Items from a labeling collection
+-------+

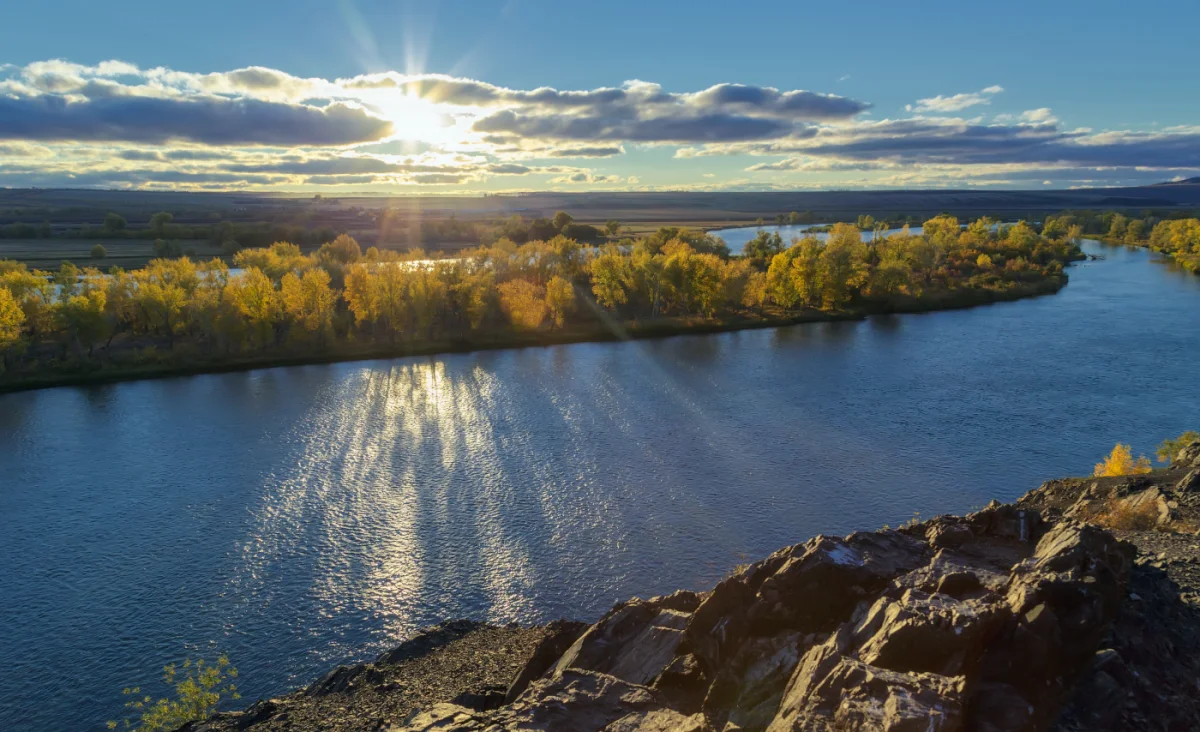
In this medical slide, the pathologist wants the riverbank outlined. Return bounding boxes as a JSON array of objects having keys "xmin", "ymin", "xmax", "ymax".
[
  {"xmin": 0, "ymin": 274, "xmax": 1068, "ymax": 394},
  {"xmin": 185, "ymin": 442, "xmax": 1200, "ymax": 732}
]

+-------+

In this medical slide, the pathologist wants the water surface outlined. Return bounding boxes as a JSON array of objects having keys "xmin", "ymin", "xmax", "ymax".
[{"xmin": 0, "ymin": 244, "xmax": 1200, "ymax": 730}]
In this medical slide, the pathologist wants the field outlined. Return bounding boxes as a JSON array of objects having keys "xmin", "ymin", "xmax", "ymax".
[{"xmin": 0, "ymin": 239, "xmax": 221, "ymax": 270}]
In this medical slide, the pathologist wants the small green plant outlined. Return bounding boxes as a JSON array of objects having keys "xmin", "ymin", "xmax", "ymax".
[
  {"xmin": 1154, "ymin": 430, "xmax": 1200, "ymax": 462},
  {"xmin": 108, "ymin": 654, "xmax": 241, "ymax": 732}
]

+-------+

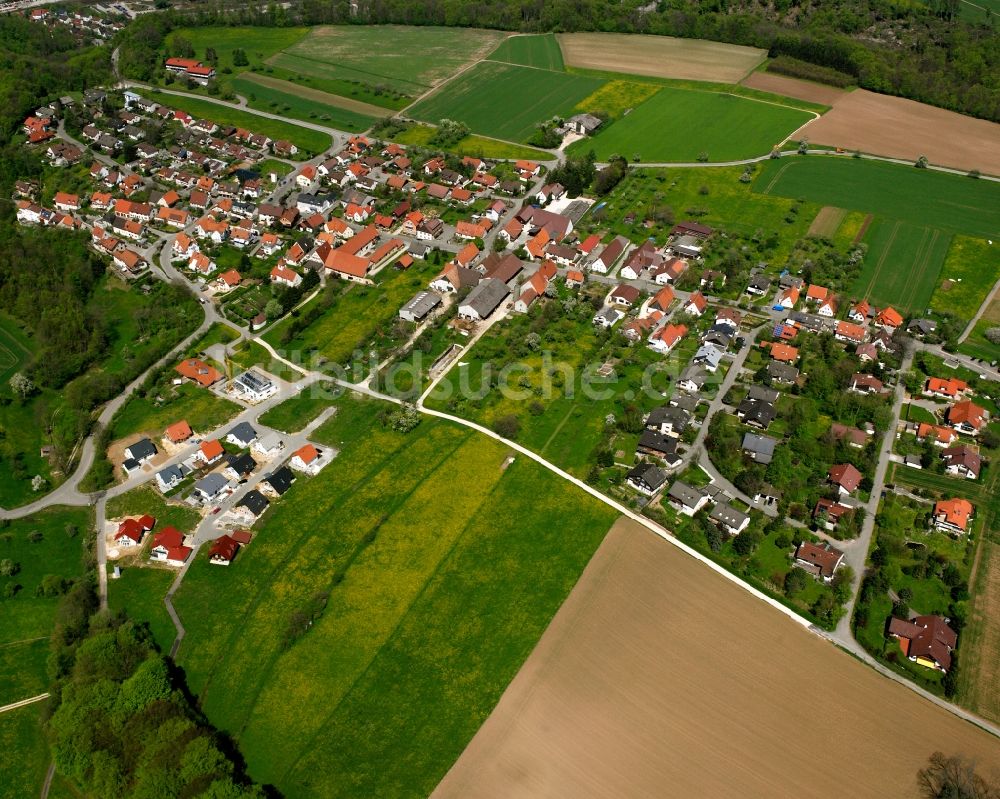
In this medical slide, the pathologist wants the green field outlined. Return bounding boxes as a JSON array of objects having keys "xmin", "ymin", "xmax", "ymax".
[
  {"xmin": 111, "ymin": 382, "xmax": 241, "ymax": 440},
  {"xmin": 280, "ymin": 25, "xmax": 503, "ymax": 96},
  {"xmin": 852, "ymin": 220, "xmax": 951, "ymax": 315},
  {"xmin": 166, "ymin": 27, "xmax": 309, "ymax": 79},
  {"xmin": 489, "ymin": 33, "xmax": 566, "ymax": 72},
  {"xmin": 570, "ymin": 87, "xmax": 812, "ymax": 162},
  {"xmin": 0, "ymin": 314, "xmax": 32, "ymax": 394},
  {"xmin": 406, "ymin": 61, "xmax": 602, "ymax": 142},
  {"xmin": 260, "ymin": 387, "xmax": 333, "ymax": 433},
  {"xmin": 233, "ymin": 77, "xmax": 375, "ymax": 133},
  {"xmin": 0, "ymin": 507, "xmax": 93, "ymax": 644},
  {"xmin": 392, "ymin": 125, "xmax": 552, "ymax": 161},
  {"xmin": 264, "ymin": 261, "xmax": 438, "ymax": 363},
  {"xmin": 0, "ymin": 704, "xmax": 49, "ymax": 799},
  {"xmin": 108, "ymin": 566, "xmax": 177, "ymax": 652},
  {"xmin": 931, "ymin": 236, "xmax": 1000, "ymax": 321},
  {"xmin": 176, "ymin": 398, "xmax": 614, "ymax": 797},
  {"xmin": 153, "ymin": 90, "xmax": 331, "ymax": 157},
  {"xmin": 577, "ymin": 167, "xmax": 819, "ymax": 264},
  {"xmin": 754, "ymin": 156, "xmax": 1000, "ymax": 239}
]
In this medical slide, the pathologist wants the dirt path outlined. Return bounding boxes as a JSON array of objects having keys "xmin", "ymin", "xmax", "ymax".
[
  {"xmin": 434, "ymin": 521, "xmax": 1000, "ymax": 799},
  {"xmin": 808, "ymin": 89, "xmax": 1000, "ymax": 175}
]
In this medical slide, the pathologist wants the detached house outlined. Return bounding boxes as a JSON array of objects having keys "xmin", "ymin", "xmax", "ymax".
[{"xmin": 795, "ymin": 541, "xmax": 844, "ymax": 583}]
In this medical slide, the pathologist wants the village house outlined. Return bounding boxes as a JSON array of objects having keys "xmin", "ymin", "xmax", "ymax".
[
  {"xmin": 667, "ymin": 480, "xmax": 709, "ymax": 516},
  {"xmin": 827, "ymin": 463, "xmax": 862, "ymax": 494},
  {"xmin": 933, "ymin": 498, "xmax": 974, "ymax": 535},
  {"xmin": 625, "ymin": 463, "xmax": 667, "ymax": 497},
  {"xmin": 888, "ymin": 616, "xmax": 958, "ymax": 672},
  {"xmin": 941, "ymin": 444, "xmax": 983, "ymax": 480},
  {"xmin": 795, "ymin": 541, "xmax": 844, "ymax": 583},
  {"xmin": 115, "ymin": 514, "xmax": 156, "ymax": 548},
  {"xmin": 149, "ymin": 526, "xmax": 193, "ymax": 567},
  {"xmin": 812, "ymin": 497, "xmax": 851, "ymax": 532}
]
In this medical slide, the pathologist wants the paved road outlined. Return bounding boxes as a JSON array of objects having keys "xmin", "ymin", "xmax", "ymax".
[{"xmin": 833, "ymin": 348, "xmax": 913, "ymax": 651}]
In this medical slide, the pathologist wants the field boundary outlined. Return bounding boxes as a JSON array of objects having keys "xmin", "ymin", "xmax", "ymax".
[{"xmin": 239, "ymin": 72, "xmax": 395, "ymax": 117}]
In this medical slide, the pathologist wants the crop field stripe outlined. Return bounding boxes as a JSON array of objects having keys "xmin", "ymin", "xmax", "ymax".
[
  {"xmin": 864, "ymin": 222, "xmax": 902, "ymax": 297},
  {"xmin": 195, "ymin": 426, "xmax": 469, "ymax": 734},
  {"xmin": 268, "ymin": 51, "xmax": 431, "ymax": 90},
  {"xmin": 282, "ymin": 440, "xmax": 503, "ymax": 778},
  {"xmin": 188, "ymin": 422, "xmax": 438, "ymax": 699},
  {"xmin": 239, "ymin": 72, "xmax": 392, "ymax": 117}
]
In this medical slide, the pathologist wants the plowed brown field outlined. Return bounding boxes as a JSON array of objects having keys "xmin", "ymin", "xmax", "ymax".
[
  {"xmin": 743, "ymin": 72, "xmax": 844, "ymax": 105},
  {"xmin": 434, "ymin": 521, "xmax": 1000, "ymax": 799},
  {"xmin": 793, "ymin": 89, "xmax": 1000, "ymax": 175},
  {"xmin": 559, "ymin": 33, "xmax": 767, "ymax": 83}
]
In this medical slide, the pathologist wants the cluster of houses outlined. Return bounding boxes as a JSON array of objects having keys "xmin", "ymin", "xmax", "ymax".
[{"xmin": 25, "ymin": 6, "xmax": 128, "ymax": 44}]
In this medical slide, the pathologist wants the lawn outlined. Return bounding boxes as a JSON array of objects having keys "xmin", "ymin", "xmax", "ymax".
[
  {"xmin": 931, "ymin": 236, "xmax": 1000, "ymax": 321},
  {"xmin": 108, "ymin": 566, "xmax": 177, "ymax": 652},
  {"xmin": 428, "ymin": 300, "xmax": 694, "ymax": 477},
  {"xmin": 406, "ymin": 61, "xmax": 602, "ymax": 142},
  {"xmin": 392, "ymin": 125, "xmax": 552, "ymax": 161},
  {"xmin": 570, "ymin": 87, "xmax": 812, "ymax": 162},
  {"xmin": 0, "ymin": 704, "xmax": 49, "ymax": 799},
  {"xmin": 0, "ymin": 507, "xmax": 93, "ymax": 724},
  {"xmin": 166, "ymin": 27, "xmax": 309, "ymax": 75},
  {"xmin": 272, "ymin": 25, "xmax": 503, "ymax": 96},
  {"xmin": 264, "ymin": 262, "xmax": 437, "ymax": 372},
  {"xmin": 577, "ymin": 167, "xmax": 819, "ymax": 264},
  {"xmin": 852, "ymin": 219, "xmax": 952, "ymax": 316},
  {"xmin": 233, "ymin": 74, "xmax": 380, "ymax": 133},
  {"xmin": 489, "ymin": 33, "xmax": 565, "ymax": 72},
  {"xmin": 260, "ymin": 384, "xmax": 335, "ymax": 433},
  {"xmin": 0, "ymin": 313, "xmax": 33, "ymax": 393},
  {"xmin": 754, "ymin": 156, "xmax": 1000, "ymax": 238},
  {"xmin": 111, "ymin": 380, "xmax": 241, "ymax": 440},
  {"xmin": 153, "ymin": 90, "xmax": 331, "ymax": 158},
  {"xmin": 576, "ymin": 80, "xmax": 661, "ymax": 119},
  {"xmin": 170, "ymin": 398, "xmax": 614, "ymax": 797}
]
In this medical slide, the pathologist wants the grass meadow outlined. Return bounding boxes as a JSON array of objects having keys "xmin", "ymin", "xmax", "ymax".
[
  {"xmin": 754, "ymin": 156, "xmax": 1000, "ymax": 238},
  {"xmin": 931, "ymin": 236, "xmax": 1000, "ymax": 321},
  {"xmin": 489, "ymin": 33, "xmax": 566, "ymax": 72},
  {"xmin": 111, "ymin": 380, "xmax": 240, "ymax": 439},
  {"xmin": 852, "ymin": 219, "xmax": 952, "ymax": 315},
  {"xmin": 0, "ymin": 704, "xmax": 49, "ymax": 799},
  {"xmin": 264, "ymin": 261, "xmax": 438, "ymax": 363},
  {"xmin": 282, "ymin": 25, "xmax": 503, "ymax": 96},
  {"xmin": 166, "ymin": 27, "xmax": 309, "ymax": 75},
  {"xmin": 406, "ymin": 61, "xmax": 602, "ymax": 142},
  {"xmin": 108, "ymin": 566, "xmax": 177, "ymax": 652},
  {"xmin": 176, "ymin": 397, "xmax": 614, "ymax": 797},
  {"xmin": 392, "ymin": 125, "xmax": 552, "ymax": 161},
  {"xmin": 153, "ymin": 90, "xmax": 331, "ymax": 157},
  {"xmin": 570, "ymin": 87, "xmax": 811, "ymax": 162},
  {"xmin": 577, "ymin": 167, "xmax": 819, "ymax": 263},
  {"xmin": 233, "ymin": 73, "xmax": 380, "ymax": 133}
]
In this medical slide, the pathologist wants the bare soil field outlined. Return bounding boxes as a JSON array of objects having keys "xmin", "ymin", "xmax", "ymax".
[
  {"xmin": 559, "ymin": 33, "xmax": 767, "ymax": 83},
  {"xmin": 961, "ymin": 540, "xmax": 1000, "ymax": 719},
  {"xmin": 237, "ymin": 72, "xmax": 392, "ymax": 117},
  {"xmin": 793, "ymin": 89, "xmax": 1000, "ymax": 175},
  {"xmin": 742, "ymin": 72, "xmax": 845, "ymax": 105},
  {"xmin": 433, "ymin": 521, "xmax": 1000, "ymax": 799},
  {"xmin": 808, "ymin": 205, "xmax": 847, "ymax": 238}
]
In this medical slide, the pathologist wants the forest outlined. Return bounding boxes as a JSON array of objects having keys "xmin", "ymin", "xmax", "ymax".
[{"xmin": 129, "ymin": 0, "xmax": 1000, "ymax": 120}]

+-------+

> Problem
Find each line in the records that contains the word "green" and copy it out in full. Count a line only if the word's capitalization matches.

> The reply
In this medical slide, the pathologist wants the small green plant outlined. Return bounding boxes as a JSON array of objects having keys "xmin", "ymin", "xmax", "ymax".
In this medical slide, the pathologist wants the green field outlined. Return bounding boxes as a JSON array of objects having keys "xmin", "ymin", "xmax", "ymax".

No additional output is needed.